▶ **Text provided**
--
Load the waveforms and compute spectrograms for the stimuli.

In [None]:
stim_names = recording.index.get_level_values("stimulus").unique()
example_stim = stim_names[0]
stimuli = []
for stim_name, stim_path in nbank.find_resources(*stim_names):
    with ewave.open(stim_path, "r") as fp:
        samples = ewave.rescale(fp.read(), "f")
        resampled = samplerate.resample(samples, 1.0 * desired_sampling_rate / fp.sampling_rate, "sinc_best")
        stimuli.append({"stimulus": stim_name, "samples": resampled, "sample_rate":  desired_sampling_rate})

stim_data = pd.DataFrame.from_records(stimuli).set_index("stimulus")
--
▶ **Given entries**
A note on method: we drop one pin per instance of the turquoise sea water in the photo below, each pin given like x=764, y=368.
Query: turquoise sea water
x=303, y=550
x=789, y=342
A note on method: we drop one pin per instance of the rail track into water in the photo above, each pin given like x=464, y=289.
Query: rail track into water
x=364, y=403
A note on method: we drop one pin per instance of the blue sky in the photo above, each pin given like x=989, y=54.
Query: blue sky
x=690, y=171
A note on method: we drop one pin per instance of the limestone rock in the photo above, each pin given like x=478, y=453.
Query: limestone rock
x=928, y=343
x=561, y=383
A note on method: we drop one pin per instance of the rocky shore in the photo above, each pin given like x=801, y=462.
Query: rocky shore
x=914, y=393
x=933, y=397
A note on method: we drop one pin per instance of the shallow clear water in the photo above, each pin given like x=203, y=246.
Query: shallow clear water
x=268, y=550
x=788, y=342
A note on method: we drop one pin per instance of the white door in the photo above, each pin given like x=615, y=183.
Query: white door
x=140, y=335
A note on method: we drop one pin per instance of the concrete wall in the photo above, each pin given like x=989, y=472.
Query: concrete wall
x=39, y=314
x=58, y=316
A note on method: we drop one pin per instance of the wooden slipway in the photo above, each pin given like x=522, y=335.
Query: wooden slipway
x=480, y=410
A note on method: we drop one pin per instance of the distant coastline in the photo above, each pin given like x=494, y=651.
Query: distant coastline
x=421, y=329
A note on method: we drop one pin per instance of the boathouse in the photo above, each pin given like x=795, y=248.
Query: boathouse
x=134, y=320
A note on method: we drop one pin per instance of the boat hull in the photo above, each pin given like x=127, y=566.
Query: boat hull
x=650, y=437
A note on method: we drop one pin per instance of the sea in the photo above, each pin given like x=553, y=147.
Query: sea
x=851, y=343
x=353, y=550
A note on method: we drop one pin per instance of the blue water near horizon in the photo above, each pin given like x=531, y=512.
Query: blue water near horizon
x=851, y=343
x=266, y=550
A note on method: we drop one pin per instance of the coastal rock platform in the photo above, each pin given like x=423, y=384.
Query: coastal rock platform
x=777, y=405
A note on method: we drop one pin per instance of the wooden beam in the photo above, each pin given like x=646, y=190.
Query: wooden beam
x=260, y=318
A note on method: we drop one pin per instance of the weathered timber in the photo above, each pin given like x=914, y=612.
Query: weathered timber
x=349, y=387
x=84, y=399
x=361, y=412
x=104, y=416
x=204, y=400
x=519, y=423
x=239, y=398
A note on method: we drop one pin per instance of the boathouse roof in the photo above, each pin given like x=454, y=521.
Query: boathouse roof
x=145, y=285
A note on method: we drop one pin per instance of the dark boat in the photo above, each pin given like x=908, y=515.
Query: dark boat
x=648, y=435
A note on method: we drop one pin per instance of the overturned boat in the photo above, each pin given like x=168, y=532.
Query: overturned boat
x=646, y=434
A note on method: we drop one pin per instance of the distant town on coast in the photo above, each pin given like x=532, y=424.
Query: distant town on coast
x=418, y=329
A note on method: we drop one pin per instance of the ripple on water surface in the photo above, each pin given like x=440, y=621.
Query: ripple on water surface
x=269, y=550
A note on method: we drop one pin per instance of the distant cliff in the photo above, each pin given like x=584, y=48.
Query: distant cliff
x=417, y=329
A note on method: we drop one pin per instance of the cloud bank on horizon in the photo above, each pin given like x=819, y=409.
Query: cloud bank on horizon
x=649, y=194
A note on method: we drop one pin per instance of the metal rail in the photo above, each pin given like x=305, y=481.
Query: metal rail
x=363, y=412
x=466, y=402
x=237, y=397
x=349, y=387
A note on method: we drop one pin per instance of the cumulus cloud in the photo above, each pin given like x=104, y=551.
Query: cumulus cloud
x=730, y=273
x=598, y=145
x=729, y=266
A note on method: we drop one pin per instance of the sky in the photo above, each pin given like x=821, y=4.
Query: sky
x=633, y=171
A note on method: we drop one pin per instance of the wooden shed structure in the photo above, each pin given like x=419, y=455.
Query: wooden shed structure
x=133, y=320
--
▶ **Written problem A**
Which converter type does the stimulus-loading notebook excerpt pass to samplerate.resample?
▶ **Written problem B**
Extend the stimulus-loading notebook excerpt from the point at which it stops.

▶ **Exercise result A**
"sinc_best"

▶ **Exercise result B**
In [None]:
# compute gammatone spectrograms
from gammatone.gtgram import gtgram, gtgram_strides
from gammatone.filters import erb_space

def compute_spectrogram(row):
    duration = row.samples.size / row.sample_rate
    _, hop_samples, _ = gtgram_strides(row.sample_rate, spectrogram_params["window_time"], desired_time_step, row.samples.size)
    hop_time = hop_samples / row.sample_rate
    # this calculation is cached
    spectrogram = _mem.cache(gtgram)(row.samples, row.sample_rate, hop_time=desired_time_step, **spectrogram_params)
    _, nframes = spectrogram.shape
    spectrogram = np.log10(spectrogram + spectrogram_compression) - np.log10(spectrogram_compression)
    index = np.arange(0.0, duration, hop_time)[:nframes]
    columns = erb_space(spectrogram_params["f_min"], spectrogram_params["f_max"], spectrogram_params["channels"])[::-1]
    return pd.DataFrame(spectrogram.T, columns=columns, index=index).rename_axis(index="time", columns="frequency")

In [None]:
stims_processed = pd.concat({index: compute_spectrogram(row) for index, row in stim_data.iterrows()}, names=("stimulus", "time"))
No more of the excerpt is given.